**BRIEF:**
Convert the records below into a two-column CSV with the header instruction,coordinates, giving each record one row. Put the instruction text and its full answer in one quoted field each, with every line break turned into a space.

** begin DATA TO USE **

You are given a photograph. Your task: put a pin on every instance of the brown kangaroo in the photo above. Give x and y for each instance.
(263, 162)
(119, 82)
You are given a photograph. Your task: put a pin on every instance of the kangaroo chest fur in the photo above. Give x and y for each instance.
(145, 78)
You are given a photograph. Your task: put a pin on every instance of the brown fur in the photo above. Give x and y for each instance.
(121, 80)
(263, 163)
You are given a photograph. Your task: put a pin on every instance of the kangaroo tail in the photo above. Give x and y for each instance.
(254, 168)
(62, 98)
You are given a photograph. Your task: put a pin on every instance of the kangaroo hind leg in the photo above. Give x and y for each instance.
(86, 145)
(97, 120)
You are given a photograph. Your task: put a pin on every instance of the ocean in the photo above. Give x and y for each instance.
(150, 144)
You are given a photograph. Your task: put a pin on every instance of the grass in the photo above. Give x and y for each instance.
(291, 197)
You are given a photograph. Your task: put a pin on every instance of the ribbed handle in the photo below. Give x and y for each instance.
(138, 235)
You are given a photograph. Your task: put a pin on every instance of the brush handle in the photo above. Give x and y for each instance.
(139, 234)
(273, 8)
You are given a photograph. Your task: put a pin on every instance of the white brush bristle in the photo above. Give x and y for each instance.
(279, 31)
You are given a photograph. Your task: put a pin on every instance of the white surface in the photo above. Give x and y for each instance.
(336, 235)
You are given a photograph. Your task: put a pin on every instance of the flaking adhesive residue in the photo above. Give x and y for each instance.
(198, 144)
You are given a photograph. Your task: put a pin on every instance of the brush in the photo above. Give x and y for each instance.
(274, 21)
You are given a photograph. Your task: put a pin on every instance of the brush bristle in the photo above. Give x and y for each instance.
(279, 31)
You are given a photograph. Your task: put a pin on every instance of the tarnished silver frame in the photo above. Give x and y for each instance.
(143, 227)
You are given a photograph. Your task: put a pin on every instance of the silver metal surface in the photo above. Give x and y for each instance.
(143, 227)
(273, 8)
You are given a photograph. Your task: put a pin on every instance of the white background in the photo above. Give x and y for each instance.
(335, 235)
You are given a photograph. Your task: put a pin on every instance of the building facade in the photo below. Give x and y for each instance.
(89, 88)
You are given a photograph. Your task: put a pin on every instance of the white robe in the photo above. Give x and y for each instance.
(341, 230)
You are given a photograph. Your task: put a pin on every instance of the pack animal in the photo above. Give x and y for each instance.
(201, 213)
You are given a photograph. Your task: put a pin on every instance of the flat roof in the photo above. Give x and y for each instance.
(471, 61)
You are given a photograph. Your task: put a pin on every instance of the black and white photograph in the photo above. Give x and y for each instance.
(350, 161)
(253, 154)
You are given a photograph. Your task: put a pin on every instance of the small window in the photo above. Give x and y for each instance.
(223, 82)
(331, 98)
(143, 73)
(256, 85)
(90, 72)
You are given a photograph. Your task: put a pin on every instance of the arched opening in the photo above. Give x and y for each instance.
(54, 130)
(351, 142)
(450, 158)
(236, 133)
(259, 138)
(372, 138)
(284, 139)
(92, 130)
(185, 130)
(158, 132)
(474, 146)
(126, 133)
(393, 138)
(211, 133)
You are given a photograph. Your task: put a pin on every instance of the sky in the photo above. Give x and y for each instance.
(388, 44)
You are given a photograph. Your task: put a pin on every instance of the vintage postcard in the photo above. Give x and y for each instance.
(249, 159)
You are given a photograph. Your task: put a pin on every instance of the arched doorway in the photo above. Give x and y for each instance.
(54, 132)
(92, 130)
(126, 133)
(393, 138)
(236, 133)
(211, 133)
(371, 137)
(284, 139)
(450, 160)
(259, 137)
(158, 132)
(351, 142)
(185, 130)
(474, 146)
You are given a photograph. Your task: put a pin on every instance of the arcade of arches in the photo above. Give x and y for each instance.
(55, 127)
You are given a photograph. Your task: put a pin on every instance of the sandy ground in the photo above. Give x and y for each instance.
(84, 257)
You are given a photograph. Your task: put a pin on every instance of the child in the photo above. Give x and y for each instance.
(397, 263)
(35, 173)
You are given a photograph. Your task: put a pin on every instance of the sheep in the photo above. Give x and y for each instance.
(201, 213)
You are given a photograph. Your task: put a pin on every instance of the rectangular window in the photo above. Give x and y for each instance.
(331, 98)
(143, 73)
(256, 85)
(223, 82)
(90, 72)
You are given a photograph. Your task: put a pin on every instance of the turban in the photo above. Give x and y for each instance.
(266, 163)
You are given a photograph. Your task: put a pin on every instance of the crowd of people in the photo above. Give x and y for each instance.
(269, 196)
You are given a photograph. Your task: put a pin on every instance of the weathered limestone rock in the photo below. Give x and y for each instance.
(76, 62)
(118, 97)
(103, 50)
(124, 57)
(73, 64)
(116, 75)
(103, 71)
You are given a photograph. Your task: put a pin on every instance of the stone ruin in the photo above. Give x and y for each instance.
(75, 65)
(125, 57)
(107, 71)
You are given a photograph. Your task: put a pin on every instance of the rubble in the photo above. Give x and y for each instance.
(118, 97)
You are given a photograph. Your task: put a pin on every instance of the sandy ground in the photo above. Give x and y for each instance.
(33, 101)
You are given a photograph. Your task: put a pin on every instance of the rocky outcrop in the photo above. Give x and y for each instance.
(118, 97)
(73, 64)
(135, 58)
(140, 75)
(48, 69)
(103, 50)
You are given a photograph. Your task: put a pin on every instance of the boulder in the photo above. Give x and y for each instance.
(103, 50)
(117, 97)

** end DATA TO USE **

**PROBLEM SOLUTION:**
instruction,coordinates
"You are given a photograph. Your task: put a pin on every instance of the brown kangaroo in the photo above. Give x and y for each instance.","(263, 162) (119, 82)"
"You are given a photograph. Your task: put a pin on every instance of the kangaroo chest fur in the photo above. Give x and y for each instance.","(145, 78)"
"You are given a photograph. Your task: put a pin on every instance of the brown fur in the photo above. Give x and y for each instance.","(121, 80) (263, 163)"
"You are given a photograph. Your task: put a pin on every instance of the kangaroo tail in the photo above. Give x and y for each instance.","(254, 168) (62, 98)"
"You are given a photograph. Your task: put a pin on every instance of the kangaroo hind leg in the photo above. Give x and y for each instance.","(86, 145) (97, 120)"
"You are given a photograph. Your task: put a pin on every instance of the ocean in the photo above. Give x and y for each instance.","(150, 144)"
"You are given a photograph. Your task: put a pin on every instance of the grass in the photo above. Give x and y for each instance.","(291, 197)"
"You are given a photograph. Your task: put a pin on every instance of the ribbed handle in the photo below. Give x and y for each instance.","(138, 235)"
"You are given a photograph. Your task: put a pin on every instance of the brush handle in the photo above. Give x and y for each instance.","(139, 234) (273, 8)"
"You are given a photograph. Your task: put a pin on every instance of the white brush bristle in the photo above. Give x and y for each instance.","(279, 31)"
"You are given a photograph. Your task: put a pin on every instance of the white surface in the photo above. Give x and y for each instance.","(336, 235)"
"You are given a photograph. Your task: put a pin on every instance of the flaking adhesive residue in the photo above. Give x and y for each instance.","(198, 144)"
"You are given a photograph. Your task: put a pin on every instance of the brush in the photo above. Give x and y for each instance.","(274, 21)"
"You are given a photograph. Your task: put a pin on every instance of the brush bristle in the photo above. Give x and y for each instance.","(279, 31)"
"You are given a photograph. Your task: put a pin on every instance of the tarnished silver frame in the photo above. Give x and y for each instance.","(143, 227)"
"You are given a photograph. Your task: put a pin on every instance of the silver metal surface in the photo above. Give x and y for each instance.","(143, 227) (273, 8)"
"You are given a photograph. Your task: put a pin on every instance of the white background in the photo above. Give x and y for each instance.","(335, 235)"
"You are given a photograph. Your task: put a pin on every instance of the building facade in the photo below. Give x and y for each instance.","(89, 88)"
"You are given a photograph. Your task: put a pin on every instance of the white robe in the photo above. Give x and y for each instance.","(341, 230)"
"You are given a photograph. Your task: put a pin on every instance of the pack animal in the photo above. Give x and y for each instance.","(201, 213)"
"You are given a photograph. Your task: put a pin on every instance of the flat roof in the photo above. Give x and y for each instance.","(471, 61)"
"You are given a photograph. Your task: put a pin on every instance of the black and white photograph in the photo above. Give x and y for each instance.","(350, 161) (253, 154)"
"You are given a photograph. Your task: put a pin on every instance of the small window in the photo above. Give x and y for each instance.","(223, 82) (331, 98) (143, 73) (256, 85) (90, 72)"
"You are given a photograph. Your task: put a pin on every instance of the arched opening in the photo above. Give x and y for each instance.","(54, 130) (351, 142) (450, 158) (236, 133) (259, 138) (372, 138) (284, 139) (92, 130) (185, 130) (158, 132) (474, 146) (126, 133) (393, 138) (211, 133)"
"You are given a photograph. Your task: put a pin on every instance of the sky in the photo above. Give x and y for each instance.","(388, 44)"
"You are given a photograph. Your task: put a pin on every instance of the vintage postcard in the photo above. Give x and y for each instance.","(249, 159)"
"You are given a photograph. Your task: put a pin on every instance of the arched doorway in the photo above. Give x and y for each instance.","(54, 132) (92, 130) (126, 133) (393, 138) (236, 133) (211, 133) (371, 137) (284, 139) (450, 160) (259, 137) (158, 132) (351, 142) (185, 130) (474, 146)"
"You are given a photograph. Your task: put a pin on every instance of the arcade of arches in the photo above. Give x and y for each instance.","(55, 127)"
"You are given a photograph. Your task: put a pin on every instance of the sandy ground in the photo above. Give x and y for each instance.","(84, 257)"
"You are given a photograph. Your task: put a pin on every instance of the child in the photo above. Give x and y for each instance.","(397, 263) (35, 173)"
"You are given a photograph. Your task: put a pin on every instance of the sheep in the photo above. Give x and y for each instance.","(201, 213)"
"You are given a photograph. Your task: put a pin on every instance of the rectangular window in the photo above. Give x and y for each instance.","(331, 98) (143, 73) (256, 85) (223, 82) (90, 72)"
"You are given a photograph. Your task: put a pin on every instance of the turban in the photo above. Give x and y for each instance.","(266, 163)"
"You are given a photograph. Your task: put a pin on every instance of the crowd of people in the photo above. Give x and y for each instance.","(269, 196)"
"You are given a photograph. Your task: put a pin on every instance of the weathered limestone rock in the photo below. Give x and y for each instance.","(76, 62) (118, 97) (103, 50) (124, 57) (73, 64) (116, 75) (103, 71)"
"You are given a photograph. Your task: put a pin on every instance of the stone ruin in the photo above. Give x and y for each instance.","(75, 65) (125, 57) (107, 71)"
"You are given a photograph. Your task: put a pin on every instance of the rubble in the photo above. Give x and y for each instance.","(118, 97)"
"You are given a photograph. Your task: put a pin on every instance of the sandy ground in the photo above. Give x and y for each instance.","(33, 101)"
"You are given a photograph. Your task: put a pin on every instance of the rocky outcrop in the photo above. Give x and y for each instance.","(118, 97) (73, 64) (135, 58) (140, 75) (48, 69) (103, 50)"
"You are given a photograph. Your task: put a pin on every instance of the boulder in the photo above. Give x and y for each instance.","(103, 50) (117, 97)"